• Texte:
# # # #
Mort de la philosophe Monique Castillo
La philosophe Monique Castillo, née en 1948, est morte, le 22 septembre 2019, des suites d’une intervention chirurgicale liée à un cancer. Avec elle disparaît une figure éminente de la philosophie française, particulière par sa place et son style. Professeur hors pair, oratrice brillante, cette spécialiste de Kant n’était en rien une icône médiatique, pas plus qu’une chercheuse recluse dans sa bibliothèque. Elle incarnait un autre modèle, peut-être en voie de disparition, celui des esprits rompus aux analyses théoriques mais infatigablement ouverts sur le monde contemporain, attentifs à l’acuité et à la diversité de ses interrogations.
Agrégée de philosophie venue de la science politique, diplômée de Sciences Po en 1974, élève de Paul Ricoeur, Monique Castillo s’est d’abord engagée dans un doctorat de philosophie sous la direction de Simone Goyard-Fabre. Ce travail portait sur la philosophie de Kant, qui deviendra son auteur de prédilection et qui constitue le fil rouge de tout son itinéraire. Mais son approche du kantisme et de la philosophie critique était fort loin de ce qu’on reproche souvent à cette école. Le kantisme de Monique Castillo n’était ni ennuyeux, ni austère, ni formaliste. La pensée kantienne qu’elle ressuscitait et s’efforçait de rendre actuelle était centrée sur le cosmopolitisme, la construction de la paix, l’identité de Europe.
Cet esprit des Lumières était au coeur de ses travaux explicitement consacrés au maître de Königsberg, en particulier Kant et l’avenir de la culture(PUF, 1990), qui éclaire le rôle de la culture dans les progrès de droits de l’homme et de la condition humaine, et Kant, l’invention critique(Vrin, 1997). Surtout, Monique Castillo avait retenu de ce maître lointain le souci constant d’interroger philosophiquement le présent. On ne saurait oublier que Kant a été le premier philosophe à scruter la spécificité de son époque, notamment dans l’opuscule Qu’est-ce que les Lumières ? (1784), au lieu de ne disserter que sur des questions supposées éternelles.
# # # #
• Consignes:
• 1. D'après le texte sur Monique Castillo, à quelle date la philosophe est-elle morte ?
• 2. Relevez tous les titres d'ouvrages cités dans le texte sur Monique Castillo.
• 3. Recopiez, s'il vous plaît, le passage du texte sur Monique Castillo qui va de « Cet esprit des » jusqu'à « questions supposées éternelles. ».
Appuyez-vous seulement sur le texte sur Monique Castillo.
# # # #
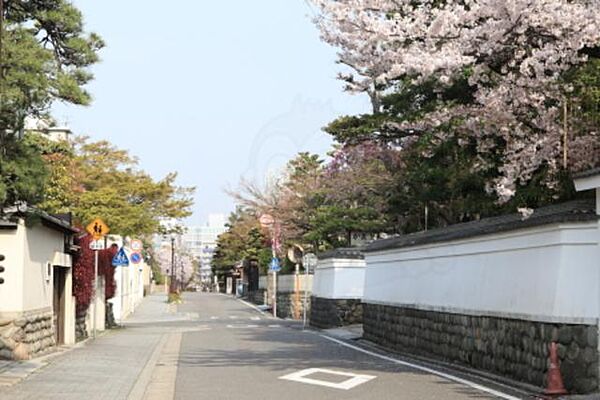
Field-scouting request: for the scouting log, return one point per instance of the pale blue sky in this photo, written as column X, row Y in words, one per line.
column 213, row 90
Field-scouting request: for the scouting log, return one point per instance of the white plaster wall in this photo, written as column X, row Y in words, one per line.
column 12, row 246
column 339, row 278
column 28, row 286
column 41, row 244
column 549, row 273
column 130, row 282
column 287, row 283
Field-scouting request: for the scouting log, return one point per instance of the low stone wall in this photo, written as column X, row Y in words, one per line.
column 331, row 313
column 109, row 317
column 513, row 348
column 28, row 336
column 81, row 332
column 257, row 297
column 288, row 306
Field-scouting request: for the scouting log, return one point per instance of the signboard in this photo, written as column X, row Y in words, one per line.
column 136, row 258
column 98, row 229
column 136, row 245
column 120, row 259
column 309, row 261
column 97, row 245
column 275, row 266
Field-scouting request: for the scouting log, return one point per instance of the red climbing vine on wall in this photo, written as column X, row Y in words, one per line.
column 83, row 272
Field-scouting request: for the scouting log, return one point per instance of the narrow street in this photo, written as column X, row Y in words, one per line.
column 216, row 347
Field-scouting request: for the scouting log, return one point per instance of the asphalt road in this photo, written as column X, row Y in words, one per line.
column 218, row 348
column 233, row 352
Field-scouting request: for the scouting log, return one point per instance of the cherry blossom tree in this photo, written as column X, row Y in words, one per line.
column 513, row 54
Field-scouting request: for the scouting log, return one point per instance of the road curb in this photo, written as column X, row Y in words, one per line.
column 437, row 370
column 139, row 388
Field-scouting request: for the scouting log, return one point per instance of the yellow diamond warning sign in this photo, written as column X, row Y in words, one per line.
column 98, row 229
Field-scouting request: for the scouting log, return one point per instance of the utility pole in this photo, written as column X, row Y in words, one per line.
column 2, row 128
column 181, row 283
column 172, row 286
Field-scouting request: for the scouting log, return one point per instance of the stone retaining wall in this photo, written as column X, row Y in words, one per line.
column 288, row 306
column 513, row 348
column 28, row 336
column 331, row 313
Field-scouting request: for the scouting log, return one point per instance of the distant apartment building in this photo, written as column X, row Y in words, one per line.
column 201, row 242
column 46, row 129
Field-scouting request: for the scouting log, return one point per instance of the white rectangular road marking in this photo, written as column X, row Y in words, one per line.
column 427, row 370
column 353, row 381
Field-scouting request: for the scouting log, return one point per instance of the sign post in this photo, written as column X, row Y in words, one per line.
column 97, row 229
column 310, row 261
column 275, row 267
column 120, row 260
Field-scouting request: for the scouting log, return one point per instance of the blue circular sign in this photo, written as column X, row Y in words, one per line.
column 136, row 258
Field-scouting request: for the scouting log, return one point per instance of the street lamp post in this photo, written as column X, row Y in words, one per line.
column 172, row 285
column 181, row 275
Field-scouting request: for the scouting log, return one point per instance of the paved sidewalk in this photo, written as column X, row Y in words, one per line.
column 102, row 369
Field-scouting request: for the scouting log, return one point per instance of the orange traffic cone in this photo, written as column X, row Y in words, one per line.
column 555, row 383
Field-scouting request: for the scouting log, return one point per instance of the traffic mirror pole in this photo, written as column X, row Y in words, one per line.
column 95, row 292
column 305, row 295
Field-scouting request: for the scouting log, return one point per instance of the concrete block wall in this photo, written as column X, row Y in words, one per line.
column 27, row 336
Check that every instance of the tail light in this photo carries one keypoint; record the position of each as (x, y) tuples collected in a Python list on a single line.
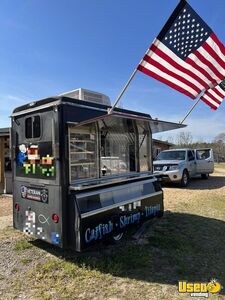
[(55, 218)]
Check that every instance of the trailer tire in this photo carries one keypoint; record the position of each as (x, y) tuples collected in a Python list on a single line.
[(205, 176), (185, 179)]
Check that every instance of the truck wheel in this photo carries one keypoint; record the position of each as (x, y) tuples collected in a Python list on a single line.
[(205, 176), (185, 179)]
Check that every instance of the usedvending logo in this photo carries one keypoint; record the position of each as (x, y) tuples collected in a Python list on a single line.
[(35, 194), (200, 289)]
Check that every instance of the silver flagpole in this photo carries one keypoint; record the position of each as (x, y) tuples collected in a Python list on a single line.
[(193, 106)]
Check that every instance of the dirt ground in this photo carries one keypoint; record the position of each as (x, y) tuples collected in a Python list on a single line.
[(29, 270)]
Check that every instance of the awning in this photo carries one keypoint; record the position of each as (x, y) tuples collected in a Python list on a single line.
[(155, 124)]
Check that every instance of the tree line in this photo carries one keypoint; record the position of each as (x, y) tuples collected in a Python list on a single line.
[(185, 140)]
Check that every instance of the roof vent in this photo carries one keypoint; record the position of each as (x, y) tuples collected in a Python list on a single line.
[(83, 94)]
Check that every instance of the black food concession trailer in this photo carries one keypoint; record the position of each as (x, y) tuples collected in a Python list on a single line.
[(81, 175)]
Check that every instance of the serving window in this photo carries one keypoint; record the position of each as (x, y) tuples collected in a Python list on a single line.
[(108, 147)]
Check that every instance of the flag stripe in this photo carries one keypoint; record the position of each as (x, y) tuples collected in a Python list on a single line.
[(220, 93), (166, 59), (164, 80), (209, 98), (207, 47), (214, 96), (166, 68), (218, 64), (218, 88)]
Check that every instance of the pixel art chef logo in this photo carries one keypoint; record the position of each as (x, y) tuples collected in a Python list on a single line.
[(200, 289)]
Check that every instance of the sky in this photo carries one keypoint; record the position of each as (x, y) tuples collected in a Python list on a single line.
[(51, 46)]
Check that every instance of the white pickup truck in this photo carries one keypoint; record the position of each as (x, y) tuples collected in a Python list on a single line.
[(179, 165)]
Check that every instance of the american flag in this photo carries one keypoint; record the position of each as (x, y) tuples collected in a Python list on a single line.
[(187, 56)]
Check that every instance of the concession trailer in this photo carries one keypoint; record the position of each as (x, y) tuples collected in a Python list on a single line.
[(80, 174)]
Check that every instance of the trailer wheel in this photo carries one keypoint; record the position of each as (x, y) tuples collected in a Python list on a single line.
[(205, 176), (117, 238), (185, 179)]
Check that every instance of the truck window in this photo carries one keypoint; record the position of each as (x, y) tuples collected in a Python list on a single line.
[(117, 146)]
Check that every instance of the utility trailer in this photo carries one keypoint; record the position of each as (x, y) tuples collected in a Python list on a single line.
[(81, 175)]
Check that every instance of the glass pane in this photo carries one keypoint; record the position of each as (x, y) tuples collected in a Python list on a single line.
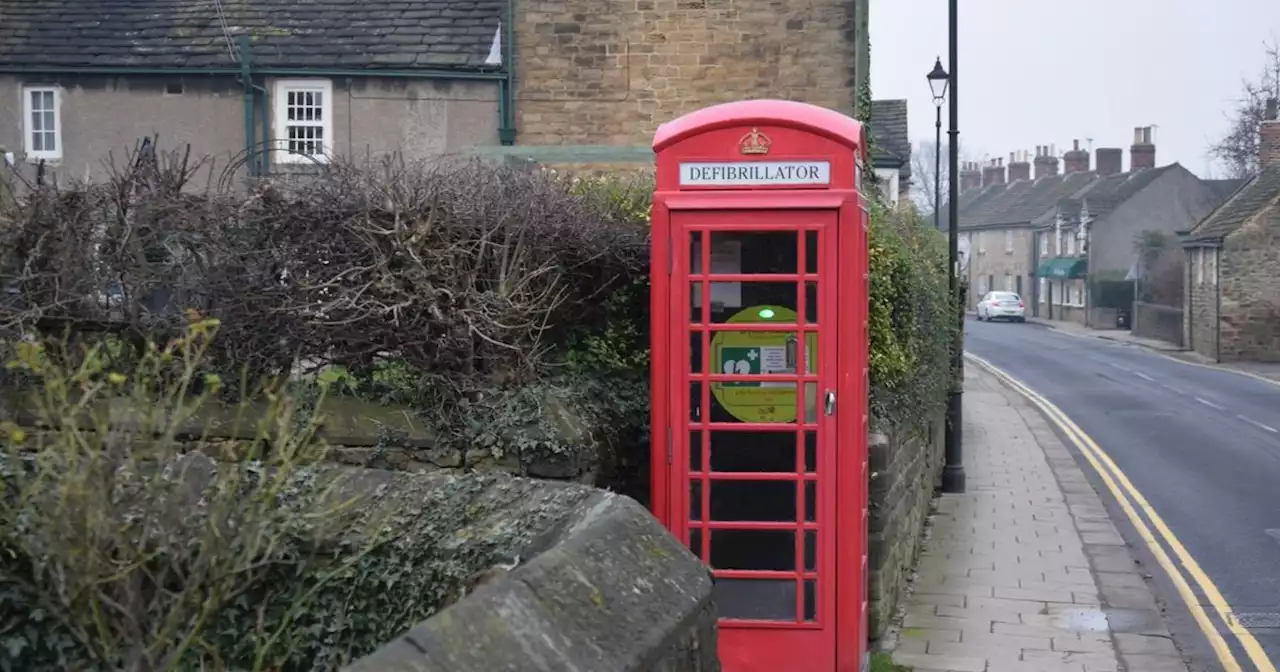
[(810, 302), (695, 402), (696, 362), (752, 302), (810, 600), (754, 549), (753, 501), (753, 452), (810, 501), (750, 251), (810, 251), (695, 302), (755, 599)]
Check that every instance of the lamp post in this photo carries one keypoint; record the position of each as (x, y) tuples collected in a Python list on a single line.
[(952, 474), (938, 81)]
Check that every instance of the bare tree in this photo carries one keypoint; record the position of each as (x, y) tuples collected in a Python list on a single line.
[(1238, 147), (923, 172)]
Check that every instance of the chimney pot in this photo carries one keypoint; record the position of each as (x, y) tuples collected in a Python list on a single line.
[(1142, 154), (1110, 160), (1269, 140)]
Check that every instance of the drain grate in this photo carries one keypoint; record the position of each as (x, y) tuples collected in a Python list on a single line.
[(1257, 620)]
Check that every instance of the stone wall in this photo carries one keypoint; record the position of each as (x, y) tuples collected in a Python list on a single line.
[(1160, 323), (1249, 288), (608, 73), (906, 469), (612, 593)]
# # # #
• Réponses dans l'ordre:
• 1. Le 22 septembre 2019.

• 2. Kant et l'avenir de la culture ; Kant, l'invention critique ; Qu'est-ce que les Lumières ?

• 3.
Cet esprit des Lumières était au coeur de ses travaux explicitement consacrés au maître de Königsberg, en particulier Kant et l’avenir de la culture(PUF, 1990), qui éclaire le rôle de la culture dans les progrès de droits de l’homme et de la condition humaine, et Kant, l’invention critique(Vrin, 1997). Surtout, Monique Castillo avait retenu de ce maître lointain le souci constant d’interroger philosophiquement le présent. On ne saurait oublier que Kant a été le premier philosophe à scruter la spécificité de son époque, notamment dans l’opuscule Qu’est-ce que les Lumières ? (1784), au lieu de ne disserter que sur des questions supposées éternelles.